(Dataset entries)

• • • • • • •

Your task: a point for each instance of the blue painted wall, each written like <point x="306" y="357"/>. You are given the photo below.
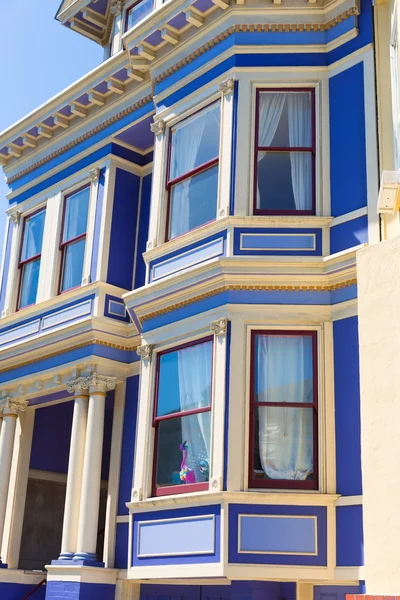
<point x="128" y="443"/>
<point x="349" y="536"/>
<point x="349" y="234"/>
<point x="347" y="407"/>
<point x="347" y="141"/>
<point x="123" y="229"/>
<point x="16" y="591"/>
<point x="140" y="271"/>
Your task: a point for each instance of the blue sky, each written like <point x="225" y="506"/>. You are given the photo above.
<point x="40" y="58"/>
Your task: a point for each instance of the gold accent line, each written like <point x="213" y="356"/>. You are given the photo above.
<point x="77" y="347"/>
<point x="123" y="113"/>
<point x="266" y="27"/>
<point x="253" y="288"/>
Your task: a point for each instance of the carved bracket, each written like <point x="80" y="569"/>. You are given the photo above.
<point x="145" y="351"/>
<point x="91" y="384"/>
<point x="219" y="327"/>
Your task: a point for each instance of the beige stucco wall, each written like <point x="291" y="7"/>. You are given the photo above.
<point x="379" y="329"/>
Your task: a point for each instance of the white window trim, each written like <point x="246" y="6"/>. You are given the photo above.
<point x="144" y="460"/>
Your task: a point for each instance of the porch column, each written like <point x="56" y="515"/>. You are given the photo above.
<point x="10" y="407"/>
<point x="91" y="479"/>
<point x="75" y="470"/>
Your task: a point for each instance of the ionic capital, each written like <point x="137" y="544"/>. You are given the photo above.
<point x="219" y="327"/>
<point x="12" y="406"/>
<point x="158" y="127"/>
<point x="227" y="86"/>
<point x="145" y="351"/>
<point x="91" y="384"/>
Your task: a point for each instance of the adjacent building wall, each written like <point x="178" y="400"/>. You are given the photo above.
<point x="379" y="330"/>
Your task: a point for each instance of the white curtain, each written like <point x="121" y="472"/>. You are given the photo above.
<point x="270" y="112"/>
<point x="186" y="146"/>
<point x="285" y="434"/>
<point x="299" y="118"/>
<point x="194" y="368"/>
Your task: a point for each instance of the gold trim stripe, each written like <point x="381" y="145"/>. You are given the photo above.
<point x="82" y="138"/>
<point x="265" y="27"/>
<point x="252" y="288"/>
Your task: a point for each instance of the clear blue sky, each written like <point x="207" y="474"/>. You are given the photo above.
<point x="40" y="58"/>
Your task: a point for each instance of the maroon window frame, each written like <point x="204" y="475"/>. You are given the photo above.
<point x="189" y="487"/>
<point x="310" y="484"/>
<point x="64" y="244"/>
<point x="128" y="10"/>
<point x="171" y="182"/>
<point x="276" y="149"/>
<point x="23" y="263"/>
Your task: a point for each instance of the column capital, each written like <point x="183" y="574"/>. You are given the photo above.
<point x="219" y="327"/>
<point x="91" y="384"/>
<point x="12" y="406"/>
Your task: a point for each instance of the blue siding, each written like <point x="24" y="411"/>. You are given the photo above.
<point x="123" y="230"/>
<point x="121" y="546"/>
<point x="347" y="407"/>
<point x="349" y="536"/>
<point x="140" y="271"/>
<point x="347" y="141"/>
<point x="128" y="443"/>
<point x="349" y="234"/>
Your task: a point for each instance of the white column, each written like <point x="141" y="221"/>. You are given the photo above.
<point x="10" y="415"/>
<point x="91" y="478"/>
<point x="75" y="472"/>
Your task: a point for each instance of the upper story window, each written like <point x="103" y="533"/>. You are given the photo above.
<point x="73" y="238"/>
<point x="138" y="11"/>
<point x="284" y="163"/>
<point x="284" y="410"/>
<point x="182" y="418"/>
<point x="192" y="180"/>
<point x="30" y="257"/>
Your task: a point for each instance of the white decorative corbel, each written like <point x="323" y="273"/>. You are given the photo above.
<point x="145" y="351"/>
<point x="94" y="174"/>
<point x="158" y="127"/>
<point x="227" y="86"/>
<point x="219" y="327"/>
<point x="15" y="217"/>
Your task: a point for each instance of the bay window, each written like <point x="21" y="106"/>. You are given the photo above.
<point x="192" y="179"/>
<point x="30" y="257"/>
<point x="73" y="238"/>
<point x="284" y="410"/>
<point x="284" y="162"/>
<point x="182" y="418"/>
<point x="138" y="11"/>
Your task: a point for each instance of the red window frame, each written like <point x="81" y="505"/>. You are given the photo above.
<point x="171" y="182"/>
<point x="127" y="11"/>
<point x="190" y="487"/>
<point x="64" y="245"/>
<point x="311" y="149"/>
<point x="23" y="263"/>
<point x="311" y="484"/>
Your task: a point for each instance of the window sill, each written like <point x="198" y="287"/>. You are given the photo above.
<point x="288" y="497"/>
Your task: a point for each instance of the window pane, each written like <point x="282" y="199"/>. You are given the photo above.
<point x="185" y="379"/>
<point x="171" y="460"/>
<point x="285" y="119"/>
<point x="195" y="141"/>
<point x="284" y="368"/>
<point x="29" y="283"/>
<point x="139" y="12"/>
<point x="76" y="211"/>
<point x="73" y="265"/>
<point x="33" y="235"/>
<point x="283" y="443"/>
<point x="193" y="202"/>
<point x="284" y="181"/>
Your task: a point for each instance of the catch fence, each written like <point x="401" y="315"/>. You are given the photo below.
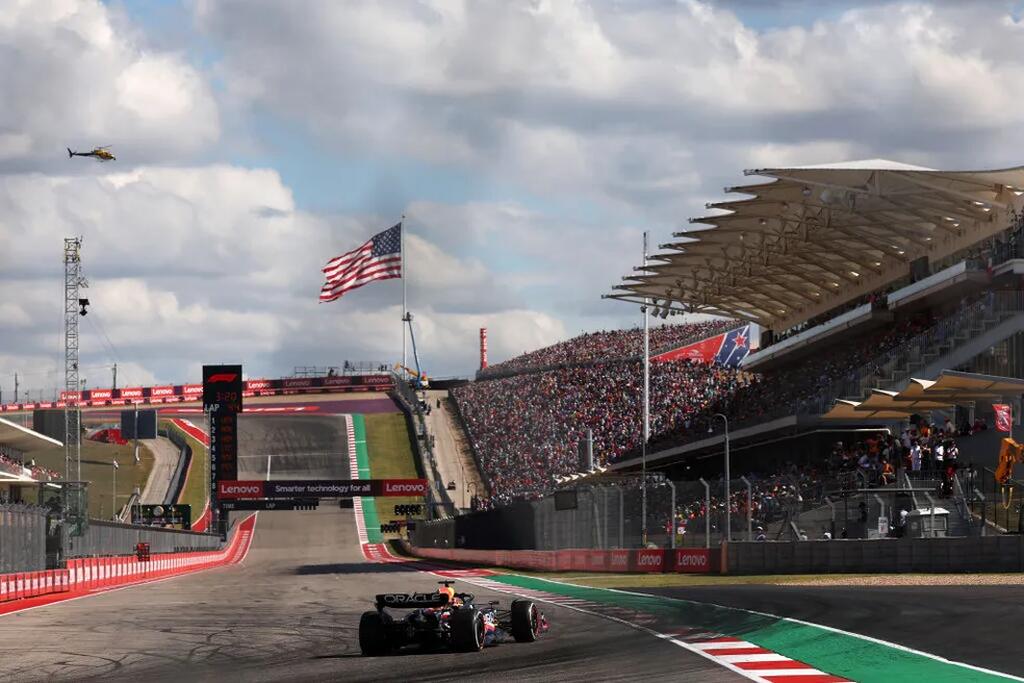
<point x="23" y="538"/>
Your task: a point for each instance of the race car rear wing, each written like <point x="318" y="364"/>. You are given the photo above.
<point x="411" y="600"/>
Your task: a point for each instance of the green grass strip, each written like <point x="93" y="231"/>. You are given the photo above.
<point x="363" y="462"/>
<point x="837" y="653"/>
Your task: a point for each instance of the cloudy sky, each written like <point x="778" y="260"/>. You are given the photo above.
<point x="528" y="142"/>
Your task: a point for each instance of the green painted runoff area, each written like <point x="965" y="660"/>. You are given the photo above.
<point x="363" y="463"/>
<point x="837" y="653"/>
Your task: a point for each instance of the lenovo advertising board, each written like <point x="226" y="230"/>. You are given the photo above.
<point x="691" y="560"/>
<point x="310" y="488"/>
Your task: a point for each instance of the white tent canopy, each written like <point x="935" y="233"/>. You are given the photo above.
<point x="950" y="388"/>
<point x="818" y="237"/>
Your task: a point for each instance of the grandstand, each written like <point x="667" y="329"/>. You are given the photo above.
<point x="605" y="346"/>
<point x="527" y="420"/>
<point x="15" y="467"/>
<point x="861" y="276"/>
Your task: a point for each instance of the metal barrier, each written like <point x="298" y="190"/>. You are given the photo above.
<point x="998" y="508"/>
<point x="423" y="443"/>
<point x="601" y="516"/>
<point x="23" y="538"/>
<point x="181" y="469"/>
<point x="112" y="539"/>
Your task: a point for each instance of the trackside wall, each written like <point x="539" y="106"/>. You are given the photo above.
<point x="102" y="538"/>
<point x="991" y="553"/>
<point x="83" y="575"/>
<point x="995" y="553"/>
<point x="684" y="560"/>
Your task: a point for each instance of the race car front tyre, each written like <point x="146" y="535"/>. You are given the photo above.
<point x="374" y="634"/>
<point x="467" y="630"/>
<point x="525" y="621"/>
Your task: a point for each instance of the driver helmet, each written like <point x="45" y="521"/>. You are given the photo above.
<point x="449" y="591"/>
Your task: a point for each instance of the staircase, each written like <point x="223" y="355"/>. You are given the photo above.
<point x="941" y="341"/>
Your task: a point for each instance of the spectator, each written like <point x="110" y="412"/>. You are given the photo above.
<point x="613" y="345"/>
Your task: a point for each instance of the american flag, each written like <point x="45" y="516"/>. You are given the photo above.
<point x="379" y="258"/>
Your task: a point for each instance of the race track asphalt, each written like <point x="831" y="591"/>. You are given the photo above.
<point x="976" y="625"/>
<point x="290" y="612"/>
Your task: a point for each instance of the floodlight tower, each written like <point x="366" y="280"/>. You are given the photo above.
<point x="74" y="307"/>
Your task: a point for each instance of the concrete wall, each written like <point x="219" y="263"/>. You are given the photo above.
<point x="113" y="539"/>
<point x="993" y="553"/>
<point x="23" y="538"/>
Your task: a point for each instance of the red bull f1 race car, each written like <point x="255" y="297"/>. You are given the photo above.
<point x="445" y="620"/>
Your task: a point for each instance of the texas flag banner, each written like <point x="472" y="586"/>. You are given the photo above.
<point x="725" y="349"/>
<point x="1004" y="417"/>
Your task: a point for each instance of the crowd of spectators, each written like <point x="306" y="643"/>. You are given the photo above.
<point x="526" y="428"/>
<point x="610" y="345"/>
<point x="16" y="467"/>
<point x="806" y="387"/>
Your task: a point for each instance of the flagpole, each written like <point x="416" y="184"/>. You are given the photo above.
<point x="404" y="303"/>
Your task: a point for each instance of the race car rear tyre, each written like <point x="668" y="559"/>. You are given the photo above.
<point x="467" y="630"/>
<point x="525" y="621"/>
<point x="374" y="639"/>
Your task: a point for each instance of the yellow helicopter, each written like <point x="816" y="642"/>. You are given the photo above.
<point x="99" y="154"/>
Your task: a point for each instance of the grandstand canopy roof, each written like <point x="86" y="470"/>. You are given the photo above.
<point x="950" y="388"/>
<point x="818" y="237"/>
<point x="23" y="438"/>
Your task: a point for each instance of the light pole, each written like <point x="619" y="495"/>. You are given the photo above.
<point x="135" y="403"/>
<point x="646" y="409"/>
<point x="114" y="489"/>
<point x="728" y="502"/>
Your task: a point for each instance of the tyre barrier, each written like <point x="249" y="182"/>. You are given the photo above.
<point x="679" y="560"/>
<point x="97" y="573"/>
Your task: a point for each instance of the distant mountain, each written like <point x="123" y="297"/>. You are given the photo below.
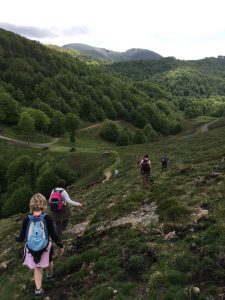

• • • • • • •

Your assignment:
Beginning with the line where "rear tyre, each" appears, transcribe the records above word for word through their last line, and include no pictures.

Task answer:
Your task: a point for each instance of the race car rear tyre, each written like <point x="668" y="559"/>. You are given the photo above.
<point x="467" y="630"/>
<point x="525" y="621"/>
<point x="374" y="639"/>
Your task: a point for each instance of the yellow helicopter, each written like <point x="816" y="642"/>. You are given the photo above.
<point x="99" y="154"/>
Your task: a point for each instance of the grandstand canopy roof, each written like <point x="86" y="470"/>. You are given the photo above.
<point x="950" y="388"/>
<point x="818" y="237"/>
<point x="23" y="438"/>
Your task: a point for each instance of the light pole, each written like <point x="619" y="495"/>. You are given the photo above.
<point x="135" y="403"/>
<point x="646" y="409"/>
<point x="114" y="489"/>
<point x="728" y="502"/>
Your task: a point for each instance of the tyre barrier, each written like <point x="249" y="182"/>. You are given the photo above.
<point x="679" y="560"/>
<point x="97" y="573"/>
Your task: a point for each instance of the distant mountain, each written like <point x="123" y="297"/>. You are given the photo below.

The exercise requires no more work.